On Thu 21-02-08 13:58:55, Josef Bacik wrote:
> This is related to that jbd patch I sent a few weeks ago. I originally
> found that the problem where t_nr_buffers would be > than
> t_outstanding_credits wouldn't happen upstream, but apparently I'm an
> idiot and I was just missing my messsages, and the problem does exist.
> Now for the entirely too long of a description of whats going wrong.
>
> Say we have a transaction dirty a bitmap buffer and go to flush it to the
> disk. Then ext3 goes to get write access to that buffer via
> journal_get_undo_access(), finds out it doesn't need it, and then
> subsequently does a journal_release_buffer() and then proceeds to never
> touch that buffer again. Then the original committing transaction will
> go through and add its buffers to the checkpointing list, and refile the
> buffer. Because we did a journal_get_undo_access(), the
> jh->b_next_transaction is set to our currently running transaction, and
> that buffer because it was set BH_JBDDirty by the committing transaction
> is filed onto the running transactions BJ_Metadata list, which increments
> our t_nr_buffers counter. Because we never actually dirtied this buffer
> ourselves, we never accounted for the credit, and we end up with
> t_outstanding_credits being less than t_nr_buffers.
Thanks for the debugging. You're right that such situation can happen
and we then miscount the transactions credits. Actually, we miscount the
credits whenever we do journal_get_write_access() on a jbd_dirty buffer
that isn't yet in our transaction and don't call journal_dirty_metadata()
later.

> This is a problem because while we are writing out the metadata blocks to
> the journal, we do a t_outstanding_credits-- for each buffer. If
> t_outstanding_credits is less than the number of buffers we have then
> t_outstanding_credits will eventually become negative, which means that
> jbd_space_needed will eventually start saying it needs way less credits
> than it actually does, and will allow transactions to grow huge and
> eventually we'll overflow the journal (albeit this is a bitch to try and
> reproduce).
Yes, actually, how much negative t_outstanding_credits grow? I'd expect
that this is not too common situation...

PROVIDED INFORMATION:
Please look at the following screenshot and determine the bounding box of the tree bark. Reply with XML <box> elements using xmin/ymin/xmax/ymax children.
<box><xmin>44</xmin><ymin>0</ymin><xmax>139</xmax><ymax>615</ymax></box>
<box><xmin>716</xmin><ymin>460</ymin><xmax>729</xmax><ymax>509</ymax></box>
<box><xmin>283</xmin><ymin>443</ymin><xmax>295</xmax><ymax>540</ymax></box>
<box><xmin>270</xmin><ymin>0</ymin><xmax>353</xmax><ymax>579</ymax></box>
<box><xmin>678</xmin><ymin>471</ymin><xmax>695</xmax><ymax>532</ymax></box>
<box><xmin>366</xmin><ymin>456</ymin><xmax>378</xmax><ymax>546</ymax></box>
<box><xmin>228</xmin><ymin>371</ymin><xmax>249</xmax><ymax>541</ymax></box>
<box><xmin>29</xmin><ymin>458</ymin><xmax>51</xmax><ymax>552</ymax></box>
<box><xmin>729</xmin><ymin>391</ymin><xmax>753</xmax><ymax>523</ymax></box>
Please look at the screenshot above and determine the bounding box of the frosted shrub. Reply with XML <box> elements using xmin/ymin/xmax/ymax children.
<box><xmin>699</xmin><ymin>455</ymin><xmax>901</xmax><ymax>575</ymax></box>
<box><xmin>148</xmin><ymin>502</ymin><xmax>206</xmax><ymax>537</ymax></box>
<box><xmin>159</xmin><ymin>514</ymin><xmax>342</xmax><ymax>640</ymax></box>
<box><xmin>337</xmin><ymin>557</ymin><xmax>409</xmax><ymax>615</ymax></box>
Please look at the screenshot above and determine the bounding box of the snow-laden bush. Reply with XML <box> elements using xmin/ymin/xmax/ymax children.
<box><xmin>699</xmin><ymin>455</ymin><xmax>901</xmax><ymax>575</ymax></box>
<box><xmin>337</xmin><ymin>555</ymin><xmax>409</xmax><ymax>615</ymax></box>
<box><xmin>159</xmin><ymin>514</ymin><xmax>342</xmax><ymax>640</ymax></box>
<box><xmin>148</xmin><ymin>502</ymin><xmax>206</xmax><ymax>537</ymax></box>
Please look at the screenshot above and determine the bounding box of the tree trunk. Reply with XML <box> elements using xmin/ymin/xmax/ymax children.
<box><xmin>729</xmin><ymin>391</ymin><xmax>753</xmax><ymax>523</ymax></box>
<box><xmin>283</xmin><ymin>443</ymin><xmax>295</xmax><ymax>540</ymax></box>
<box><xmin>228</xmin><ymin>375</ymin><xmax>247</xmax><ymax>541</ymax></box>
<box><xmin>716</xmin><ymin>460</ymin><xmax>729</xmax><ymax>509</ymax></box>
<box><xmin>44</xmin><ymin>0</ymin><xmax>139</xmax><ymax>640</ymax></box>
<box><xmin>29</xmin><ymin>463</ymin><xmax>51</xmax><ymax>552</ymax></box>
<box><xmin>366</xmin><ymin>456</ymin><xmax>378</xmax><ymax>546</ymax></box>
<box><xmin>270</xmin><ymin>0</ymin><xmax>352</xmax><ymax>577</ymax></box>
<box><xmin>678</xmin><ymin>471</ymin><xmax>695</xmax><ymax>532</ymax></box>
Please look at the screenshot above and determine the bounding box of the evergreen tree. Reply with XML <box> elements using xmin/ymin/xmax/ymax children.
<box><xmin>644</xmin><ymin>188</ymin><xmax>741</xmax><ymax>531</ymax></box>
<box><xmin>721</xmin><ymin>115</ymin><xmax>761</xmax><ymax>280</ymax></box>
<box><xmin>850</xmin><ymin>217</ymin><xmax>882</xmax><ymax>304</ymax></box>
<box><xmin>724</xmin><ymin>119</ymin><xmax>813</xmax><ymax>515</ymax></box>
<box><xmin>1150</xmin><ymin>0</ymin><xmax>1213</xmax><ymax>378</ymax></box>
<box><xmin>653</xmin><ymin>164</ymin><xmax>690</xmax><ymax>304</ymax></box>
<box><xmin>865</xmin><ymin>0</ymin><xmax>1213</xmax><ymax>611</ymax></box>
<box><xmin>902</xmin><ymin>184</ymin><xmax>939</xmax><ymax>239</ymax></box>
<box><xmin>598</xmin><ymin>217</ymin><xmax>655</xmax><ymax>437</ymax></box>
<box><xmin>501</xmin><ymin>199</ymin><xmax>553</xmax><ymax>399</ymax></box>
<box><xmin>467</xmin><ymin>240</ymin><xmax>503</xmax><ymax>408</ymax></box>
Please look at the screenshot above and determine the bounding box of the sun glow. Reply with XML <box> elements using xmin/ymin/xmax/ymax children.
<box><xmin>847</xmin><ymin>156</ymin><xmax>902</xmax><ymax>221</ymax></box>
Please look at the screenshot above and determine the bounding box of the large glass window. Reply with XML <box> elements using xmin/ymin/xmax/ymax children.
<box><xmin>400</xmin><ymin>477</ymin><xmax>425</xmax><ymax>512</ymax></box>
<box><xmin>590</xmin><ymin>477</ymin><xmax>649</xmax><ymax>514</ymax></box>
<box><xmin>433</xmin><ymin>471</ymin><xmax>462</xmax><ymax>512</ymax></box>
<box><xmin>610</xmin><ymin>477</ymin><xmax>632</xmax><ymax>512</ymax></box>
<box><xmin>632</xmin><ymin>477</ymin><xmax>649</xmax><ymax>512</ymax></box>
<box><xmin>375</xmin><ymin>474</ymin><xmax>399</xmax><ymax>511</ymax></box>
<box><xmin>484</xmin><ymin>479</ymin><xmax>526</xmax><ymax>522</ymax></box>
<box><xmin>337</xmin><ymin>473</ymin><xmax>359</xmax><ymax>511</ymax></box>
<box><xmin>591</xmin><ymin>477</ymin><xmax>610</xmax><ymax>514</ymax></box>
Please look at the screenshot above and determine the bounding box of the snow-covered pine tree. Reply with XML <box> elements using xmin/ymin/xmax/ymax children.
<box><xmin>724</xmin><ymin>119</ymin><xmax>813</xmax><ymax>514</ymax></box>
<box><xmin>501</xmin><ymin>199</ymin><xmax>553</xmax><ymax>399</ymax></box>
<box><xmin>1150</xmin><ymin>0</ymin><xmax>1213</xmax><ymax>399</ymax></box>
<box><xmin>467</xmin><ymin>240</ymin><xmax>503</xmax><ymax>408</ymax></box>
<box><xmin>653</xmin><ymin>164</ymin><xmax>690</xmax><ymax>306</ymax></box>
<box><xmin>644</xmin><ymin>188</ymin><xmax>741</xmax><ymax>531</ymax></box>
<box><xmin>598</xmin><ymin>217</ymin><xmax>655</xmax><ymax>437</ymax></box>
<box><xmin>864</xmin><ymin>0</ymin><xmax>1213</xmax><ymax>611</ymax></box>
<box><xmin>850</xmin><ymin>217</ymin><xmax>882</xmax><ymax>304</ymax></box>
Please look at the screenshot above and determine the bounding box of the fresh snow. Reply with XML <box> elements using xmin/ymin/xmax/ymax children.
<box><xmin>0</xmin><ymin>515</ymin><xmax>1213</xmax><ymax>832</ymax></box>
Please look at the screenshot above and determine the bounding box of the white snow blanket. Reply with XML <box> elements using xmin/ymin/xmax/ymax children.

DIRECTIONS FOR THIS TASK: Extend the email thread about jbd transaction credits, starting right after its final sentence.

WRITTEN ANSWER:
> So my approach is to have a counter that is incremented each time the
> transaction calls do_get_write_access (or journal_get_create_access) so
> we can keep track of how many people are currently trying to modify that
> buffer. So in the case where we do a
> journal_get_undo_access()+journal_release_buffer() and nobody else ever
> touches the buffer, we can then set jh->b_next_transaction to NULL in
> journal_release_buffer() and avoid having the buffer filed onto our
> transaction. If somebody else is modifying the journal head then we know
> to leave it alone because chances are it will be dirtied and the credit
> will be accounted for.
But the race is still possibly there in case we refile the buffer from
t_forget list just between do_get_write_access() and
journal_release_buffer(), isn't it?
And it would be quite hard to get rid of such races. So maybe how about
the following: In do_get_write_access() (or journal_get_create_access())
when we see the buffer is jbddirty and we set j_next_transaction to our
transaction, we also set j_modified to 1. That should fix the accounting of
transaction credits. I agree that sometimes we needlessly refile some
buffers from the previous transaction but as I said above, it shouldn't be
that much (and we did it up to now anyway).

> There is also a slight change to how we reset b_modified. I originally
> reset b_nr_access (my access counter) in the same way b_modified was
> reset, but I didn't really like this because we were only taking the
> j_list_lock instead of the jbd_buffer lock, so we could race and still
> end up in the same situation (which is in fact what happened). So I've
Yes, that is a good catch.

> changed how we reset b_modified. Instead of looping through all of the
> buffers for the transaction, which is a little innefficient anyway, we
> reset it in do_get_write_access in the cases where we know that this is
> the first time that this transaction has accessed the buffer (ie when
> b_next_transaction != transaction && b_transaction != transaction). I
> reset b_nr_access in the same way. I ran tests with this patch and
> verified that we no longer got into the situation where
> t_outstanding_credits was less than t_nr_buffers.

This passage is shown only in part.